Items from a data source
- - - - - - -
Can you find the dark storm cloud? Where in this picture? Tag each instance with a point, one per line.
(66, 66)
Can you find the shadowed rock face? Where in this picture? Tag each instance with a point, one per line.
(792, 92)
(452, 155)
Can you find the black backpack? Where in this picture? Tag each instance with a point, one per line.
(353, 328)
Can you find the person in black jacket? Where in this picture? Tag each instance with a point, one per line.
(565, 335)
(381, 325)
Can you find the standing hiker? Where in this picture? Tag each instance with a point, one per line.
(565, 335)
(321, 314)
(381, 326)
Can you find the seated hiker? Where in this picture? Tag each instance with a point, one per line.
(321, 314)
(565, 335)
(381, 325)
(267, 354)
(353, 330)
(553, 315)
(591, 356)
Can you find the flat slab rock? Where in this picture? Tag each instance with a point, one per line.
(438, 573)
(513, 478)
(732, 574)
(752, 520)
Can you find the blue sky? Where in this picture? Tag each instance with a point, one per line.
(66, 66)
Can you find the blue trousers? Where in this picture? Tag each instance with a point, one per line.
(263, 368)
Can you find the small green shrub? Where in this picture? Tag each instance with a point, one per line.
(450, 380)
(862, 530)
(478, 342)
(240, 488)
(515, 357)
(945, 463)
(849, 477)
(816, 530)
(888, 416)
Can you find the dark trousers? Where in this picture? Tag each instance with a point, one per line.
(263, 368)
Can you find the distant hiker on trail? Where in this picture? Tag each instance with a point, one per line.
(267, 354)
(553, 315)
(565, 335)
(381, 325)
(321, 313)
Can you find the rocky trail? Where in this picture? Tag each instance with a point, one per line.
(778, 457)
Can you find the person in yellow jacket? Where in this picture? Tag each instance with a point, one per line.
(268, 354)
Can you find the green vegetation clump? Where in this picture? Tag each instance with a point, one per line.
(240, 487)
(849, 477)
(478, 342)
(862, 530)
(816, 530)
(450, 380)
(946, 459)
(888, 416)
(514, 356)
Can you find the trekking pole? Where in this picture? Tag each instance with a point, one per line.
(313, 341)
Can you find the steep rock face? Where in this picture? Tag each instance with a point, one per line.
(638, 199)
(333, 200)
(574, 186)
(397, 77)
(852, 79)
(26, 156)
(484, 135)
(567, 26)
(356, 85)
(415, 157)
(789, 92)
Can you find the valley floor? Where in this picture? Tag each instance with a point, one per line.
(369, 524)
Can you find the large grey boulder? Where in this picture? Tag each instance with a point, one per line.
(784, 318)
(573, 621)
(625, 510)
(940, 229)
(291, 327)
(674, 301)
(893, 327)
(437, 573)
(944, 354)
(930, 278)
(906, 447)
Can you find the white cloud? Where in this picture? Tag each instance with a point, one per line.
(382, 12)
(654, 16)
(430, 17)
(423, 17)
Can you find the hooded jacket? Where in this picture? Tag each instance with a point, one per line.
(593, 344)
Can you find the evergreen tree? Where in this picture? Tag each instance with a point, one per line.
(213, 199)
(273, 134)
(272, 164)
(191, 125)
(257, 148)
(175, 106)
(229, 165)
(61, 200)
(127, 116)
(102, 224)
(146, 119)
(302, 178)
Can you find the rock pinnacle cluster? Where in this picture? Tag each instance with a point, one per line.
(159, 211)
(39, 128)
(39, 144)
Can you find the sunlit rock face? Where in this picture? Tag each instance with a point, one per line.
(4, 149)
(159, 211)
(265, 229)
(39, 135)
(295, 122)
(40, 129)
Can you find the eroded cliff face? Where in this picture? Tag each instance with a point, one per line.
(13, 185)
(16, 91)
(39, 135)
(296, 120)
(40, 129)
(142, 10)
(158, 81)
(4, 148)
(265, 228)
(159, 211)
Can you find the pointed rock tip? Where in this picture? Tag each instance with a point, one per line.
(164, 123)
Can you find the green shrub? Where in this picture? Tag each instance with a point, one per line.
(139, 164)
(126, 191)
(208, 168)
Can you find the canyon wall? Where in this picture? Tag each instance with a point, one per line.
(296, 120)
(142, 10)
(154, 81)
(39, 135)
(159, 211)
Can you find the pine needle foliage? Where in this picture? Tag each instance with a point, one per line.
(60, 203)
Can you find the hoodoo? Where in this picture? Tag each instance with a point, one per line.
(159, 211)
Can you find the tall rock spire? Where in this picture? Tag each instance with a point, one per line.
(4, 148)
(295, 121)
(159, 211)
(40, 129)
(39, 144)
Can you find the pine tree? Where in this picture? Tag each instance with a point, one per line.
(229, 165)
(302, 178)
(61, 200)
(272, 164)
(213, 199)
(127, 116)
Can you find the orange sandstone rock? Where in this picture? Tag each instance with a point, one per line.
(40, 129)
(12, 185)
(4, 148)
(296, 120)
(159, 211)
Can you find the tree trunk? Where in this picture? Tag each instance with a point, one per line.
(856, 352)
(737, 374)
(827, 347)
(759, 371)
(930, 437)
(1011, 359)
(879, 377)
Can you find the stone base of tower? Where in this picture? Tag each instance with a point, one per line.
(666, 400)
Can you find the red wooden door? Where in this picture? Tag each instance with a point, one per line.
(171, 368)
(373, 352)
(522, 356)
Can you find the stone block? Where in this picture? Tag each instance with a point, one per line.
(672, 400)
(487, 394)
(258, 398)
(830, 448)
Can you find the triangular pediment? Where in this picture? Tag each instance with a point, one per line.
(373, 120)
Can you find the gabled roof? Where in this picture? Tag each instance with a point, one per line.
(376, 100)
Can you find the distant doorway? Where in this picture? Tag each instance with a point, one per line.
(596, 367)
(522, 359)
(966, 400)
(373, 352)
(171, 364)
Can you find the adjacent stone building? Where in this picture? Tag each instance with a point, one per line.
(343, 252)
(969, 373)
- - - - - - -
- _Exercise brief_
Give the entries again exactly, every one.

- _Result below_
Can you find the dark storm cloud? Where in this picture? Tag each instance with a point, one per line.
(66, 66)
Can you find the shadowed rock face? Where in this picture? Tag each instance with a point, one per line.
(792, 92)
(452, 155)
Can you find the black backpack? Where in this picture? Tag each instance with a point, one per line.
(353, 328)
Can you find the person in black jacket? Where in this picture? Tag each instance with a point, one per line.
(565, 335)
(381, 325)
Can you find the standing hiker? Where in this picture? Tag each instance with a point, one per line.
(565, 335)
(321, 314)
(381, 326)
Can you find the seated hiker? Where in this picture? Tag each instance with a point, one per line.
(321, 314)
(565, 335)
(381, 325)
(267, 354)
(353, 330)
(553, 315)
(591, 356)
Can you find the flat slab rock? Where in this picture? Tag each instance with a point, one per line.
(438, 573)
(513, 478)
(732, 574)
(752, 520)
Can you find the blue sky? Where in this picture? Tag each instance with a point, one per line.
(66, 66)
Can you find the blue trousers? Where in this picture? Tag each instance with a point, one per line.
(263, 368)
Can you find the small green shrub? Where in this picture? Tag each instance with a point, one per line.
(450, 380)
(862, 530)
(478, 342)
(240, 488)
(515, 357)
(945, 463)
(849, 477)
(816, 530)
(888, 416)
Can you find the dark trousers? Where in this picture? Tag each instance with a point, one per line.
(263, 368)
Can you find the distant hiker on trail? Where in this picture? Tag each instance with a point, one per line.
(267, 354)
(553, 315)
(565, 335)
(381, 325)
(321, 313)
Can you find the rocky trail? Where in this picture? Tag each instance with a point, one per line.
(778, 457)
Can you find the person in yellow jacket? Where in this picture? Tag each instance with a point, one per line.
(268, 354)
Can you find the green vegetation clump? Where in this picture? Tag each instance with a point, one per line.
(240, 487)
(849, 477)
(478, 342)
(862, 530)
(816, 530)
(450, 380)
(946, 459)
(888, 416)
(514, 356)
Can you find the trekking pole? Where in this picture? Tag each instance with a point, one per line.
(313, 341)
Can you find the steep rock face? Where in this picture? Tag each instance with a point, one per line.
(638, 199)
(333, 200)
(574, 186)
(397, 77)
(852, 79)
(26, 156)
(484, 135)
(567, 26)
(356, 85)
(415, 157)
(789, 92)
Can you find the valley floor? Where in this picture? Tag each instance with a point, one per line.
(369, 524)
Can you find the large grey boulder? Where in this picture? Tag each instance with a point, one per line.
(784, 318)
(573, 621)
(625, 510)
(940, 229)
(291, 327)
(674, 301)
(893, 327)
(437, 573)
(944, 354)
(930, 278)
(906, 447)
Can you find the white cloud? Where in this picture? Tag each instance with a point, one per line.
(382, 12)
(654, 16)
(430, 17)
(423, 17)
Can you find the hooded jacket? Where in this picture? Tag each instance with a point, one per line.
(593, 344)
Can you find the evergreen tree? Where in this picture? Tag each instance with a point, one per line.
(213, 199)
(273, 134)
(272, 164)
(191, 125)
(257, 148)
(175, 106)
(229, 165)
(61, 200)
(127, 116)
(102, 224)
(146, 119)
(302, 178)
Can you find the rock pinnacle cluster? Where in this picture? Tag each instance with a point, one per line.
(159, 211)
(39, 128)
(39, 144)
Can you find the sunlit rock face? Where in this picture? Tag each instance with a point, one per line.
(4, 149)
(159, 211)
(265, 229)
(39, 135)
(295, 122)
(40, 129)
Can you find the eroded cliff face? Where in this picture? Tag each instance with a point, one per line.
(13, 185)
(16, 91)
(39, 135)
(296, 120)
(40, 129)
(142, 10)
(158, 81)
(4, 148)
(265, 228)
(159, 211)
Can you find the pointed rock tip? Where in this picture? Tag each instance with a point, one per line.
(164, 123)
Can you find the green shrub? Where in this picture? Tag each instance with a point, one per line.
(139, 164)
(126, 191)
(208, 168)
Can you find the canyon wall? Where in this picture? Tag each instance with a point, one per line.
(296, 120)
(142, 10)
(154, 81)
(39, 135)
(159, 211)
Can you find the pine needle foliage? Where in this picture? Tag each instance with a point, one per line.
(60, 203)
Can you find the hoodoo? Where in this picture? Tag each instance with a point, one per line.
(159, 211)
Can you find the tall rock spire? Where in this picture? Tag each instance with a point, one per line.
(4, 148)
(295, 121)
(159, 211)
(40, 129)
(39, 144)
Can you find the pine tree? Where in this picture? Tag each instance with a point, one per line.
(229, 165)
(302, 178)
(61, 200)
(272, 164)
(213, 199)
(127, 116)
Can you find the orange sandstone rock? Where in this picture? Tag each instance with a point, one per line.
(40, 129)
(12, 185)
(4, 148)
(296, 120)
(159, 211)
Can you find the tree trunk? Where in this picture? Tag each instance with a point, one per line.
(856, 352)
(737, 374)
(827, 347)
(759, 371)
(930, 437)
(1011, 359)
(879, 377)
Can you find the stone base of tower? Where in this picture? Tag each instance with a point, one per line.
(666, 400)
Can you find the red wooden door? Where in this picture? Tag each instance with a point, one per line.
(171, 368)
(373, 352)
(522, 356)
Can you find the stone block? Where in this picture? Tag each instance with a point, one per line.
(672, 400)
(487, 394)
(258, 398)
(830, 448)
Can you find the triangular pediment? Where in this picture? Tag each instance with a point, one per line.
(373, 120)
Can you find the gabled roof? Where in this picture? Tag each instance with a point, one per line.
(376, 100)
Can you find the distant doorway? Where in this picture? Tag each instance with a point, one per line.
(596, 367)
(522, 359)
(966, 400)
(373, 352)
(171, 364)
Can you find the adjacent stone building? Where in this picture? Tag each instance with a point, one per line.
(343, 252)
(969, 373)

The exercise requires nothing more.